Set problem:
Rewrite the items that follow, changing every "Search for" to "Locate" and leaving everything else as it is.

Exercise materials:

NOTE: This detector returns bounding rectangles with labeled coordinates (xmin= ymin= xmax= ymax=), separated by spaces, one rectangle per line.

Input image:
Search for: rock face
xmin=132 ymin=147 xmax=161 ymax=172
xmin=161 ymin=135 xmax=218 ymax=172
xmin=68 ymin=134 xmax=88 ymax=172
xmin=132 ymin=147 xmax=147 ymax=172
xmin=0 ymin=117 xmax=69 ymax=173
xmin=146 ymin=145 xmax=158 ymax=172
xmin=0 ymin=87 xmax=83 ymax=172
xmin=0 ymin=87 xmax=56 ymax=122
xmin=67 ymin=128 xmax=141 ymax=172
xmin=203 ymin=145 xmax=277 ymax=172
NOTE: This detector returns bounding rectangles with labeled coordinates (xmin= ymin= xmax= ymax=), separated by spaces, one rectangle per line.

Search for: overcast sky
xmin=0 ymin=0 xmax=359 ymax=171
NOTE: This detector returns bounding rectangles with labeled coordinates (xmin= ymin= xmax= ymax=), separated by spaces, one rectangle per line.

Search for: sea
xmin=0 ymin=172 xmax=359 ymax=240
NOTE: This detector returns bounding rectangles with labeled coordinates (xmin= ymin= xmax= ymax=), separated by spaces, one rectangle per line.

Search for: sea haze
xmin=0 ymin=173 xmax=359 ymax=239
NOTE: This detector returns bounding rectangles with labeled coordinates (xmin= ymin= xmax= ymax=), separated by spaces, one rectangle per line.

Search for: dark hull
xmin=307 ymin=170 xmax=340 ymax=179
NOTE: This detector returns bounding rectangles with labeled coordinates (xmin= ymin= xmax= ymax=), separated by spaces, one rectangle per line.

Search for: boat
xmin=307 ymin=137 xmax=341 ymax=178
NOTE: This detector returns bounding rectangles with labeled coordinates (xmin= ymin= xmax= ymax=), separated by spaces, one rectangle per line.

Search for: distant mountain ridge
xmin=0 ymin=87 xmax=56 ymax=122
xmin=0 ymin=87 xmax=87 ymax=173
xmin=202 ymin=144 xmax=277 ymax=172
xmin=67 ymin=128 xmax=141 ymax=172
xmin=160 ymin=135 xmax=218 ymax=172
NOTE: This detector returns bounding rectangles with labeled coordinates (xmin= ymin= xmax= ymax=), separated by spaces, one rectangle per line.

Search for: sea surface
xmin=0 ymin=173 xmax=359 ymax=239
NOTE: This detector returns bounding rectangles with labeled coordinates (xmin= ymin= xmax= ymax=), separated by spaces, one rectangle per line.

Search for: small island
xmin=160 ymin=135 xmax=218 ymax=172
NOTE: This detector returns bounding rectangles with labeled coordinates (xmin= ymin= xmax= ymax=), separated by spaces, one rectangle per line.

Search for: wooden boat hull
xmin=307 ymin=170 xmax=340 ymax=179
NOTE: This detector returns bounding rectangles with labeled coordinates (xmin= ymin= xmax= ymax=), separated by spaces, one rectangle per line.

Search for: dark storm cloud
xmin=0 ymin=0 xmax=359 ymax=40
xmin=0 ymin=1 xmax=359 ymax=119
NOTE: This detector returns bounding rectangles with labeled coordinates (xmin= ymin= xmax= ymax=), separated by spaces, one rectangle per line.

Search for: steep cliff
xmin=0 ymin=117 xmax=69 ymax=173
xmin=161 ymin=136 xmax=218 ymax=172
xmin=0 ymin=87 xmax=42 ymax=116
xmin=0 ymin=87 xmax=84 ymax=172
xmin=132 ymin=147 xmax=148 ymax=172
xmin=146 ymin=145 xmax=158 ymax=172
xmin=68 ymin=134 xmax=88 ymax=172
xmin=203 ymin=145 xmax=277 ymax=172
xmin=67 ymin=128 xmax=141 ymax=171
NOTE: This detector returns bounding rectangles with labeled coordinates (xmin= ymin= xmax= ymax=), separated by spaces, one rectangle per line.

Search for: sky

Problem solution:
NOTE: This detector returns bounding rectangles with labeled coordinates (xmin= ymin= xmax= ymax=), separated by spaces, one rectangle per line.

Input image:
Locate: rock face
xmin=132 ymin=147 xmax=161 ymax=172
xmin=161 ymin=135 xmax=218 ymax=172
xmin=68 ymin=134 xmax=88 ymax=172
xmin=132 ymin=147 xmax=147 ymax=172
xmin=0 ymin=117 xmax=69 ymax=173
xmin=146 ymin=145 xmax=158 ymax=172
xmin=0 ymin=87 xmax=83 ymax=172
xmin=0 ymin=87 xmax=56 ymax=122
xmin=67 ymin=128 xmax=141 ymax=172
xmin=203 ymin=145 xmax=277 ymax=172
NOTE: This detector returns bounding rectangles with labeled coordinates (xmin= ymin= xmax= ymax=), separated by spaces, one rectangle per line.

Locate: overcast sky
xmin=0 ymin=0 xmax=359 ymax=171
NOTE: This detector returns bounding rectangles with labeled coordinates (xmin= ymin= xmax= ymax=), separated by spaces, one rectangle per line.

Locate: sea
xmin=0 ymin=172 xmax=359 ymax=240
NOTE: This detector returns bounding rectangles with labeled coordinates (xmin= ymin= xmax= ymax=), separated by spaces, one rectangle per line.

Locate: sea haze
xmin=0 ymin=173 xmax=359 ymax=239
NOTE: This detector returns bounding rectangles with labeled coordinates (xmin= ymin= xmax= ymax=), separated by spaces, one rectangle per line.

Locate: dark hull
xmin=307 ymin=170 xmax=340 ymax=179
NOTE: This detector returns bounding rectangles with labeled coordinates (xmin= ymin= xmax= ymax=), separated by spaces, one rectangle per line.

Locate: boat
xmin=307 ymin=137 xmax=341 ymax=178
NOTE: This detector returns bounding rectangles with labeled coordinates (xmin= ymin= xmax= ymax=), separated by spaces, one rectangle per line.

Locate: distant mountain ridge
xmin=0 ymin=87 xmax=56 ymax=122
xmin=0 ymin=87 xmax=87 ymax=173
xmin=202 ymin=144 xmax=277 ymax=172
xmin=67 ymin=128 xmax=141 ymax=172
xmin=160 ymin=135 xmax=218 ymax=172
NOTE: This detector returns bounding rectangles with labeled coordinates (xmin= ymin= xmax= ymax=), separated by spaces, one rectangle per line.

Locate: sea surface
xmin=0 ymin=173 xmax=359 ymax=239
NOTE: This detector returns bounding rectangles with labeled coordinates (xmin= ymin= xmax= ymax=), separated by spaces, one rectangle per line.

Locate: small island
xmin=160 ymin=135 xmax=218 ymax=172
NOTE: This detector returns bounding rectangles with labeled coordinates (xmin= ymin= xmax= ymax=), separated by spaces, one rectangle per line.

Locate: wooden boat hull
xmin=307 ymin=170 xmax=340 ymax=179
NOTE: This detector returns bounding rectangles with labeled coordinates (xmin= ymin= xmax= ymax=), separated by spaces, one rectangle per line.

Locate: dark storm cloud
xmin=0 ymin=0 xmax=359 ymax=40
xmin=0 ymin=1 xmax=359 ymax=119
NOTE: This detector returns bounding rectangles with labeled coordinates (xmin= ymin= xmax= ymax=), separated by spaces, one rectangle per line.

Locate: steep cliff
xmin=0 ymin=117 xmax=69 ymax=173
xmin=161 ymin=136 xmax=218 ymax=172
xmin=0 ymin=87 xmax=42 ymax=116
xmin=0 ymin=87 xmax=84 ymax=172
xmin=132 ymin=147 xmax=148 ymax=172
xmin=146 ymin=145 xmax=158 ymax=172
xmin=68 ymin=134 xmax=88 ymax=172
xmin=203 ymin=145 xmax=277 ymax=172
xmin=67 ymin=128 xmax=141 ymax=171
NOTE: This detector returns bounding rectangles with labeled coordinates (xmin= ymin= xmax= ymax=), separated by spaces, one rectangle per line.

Locate: sky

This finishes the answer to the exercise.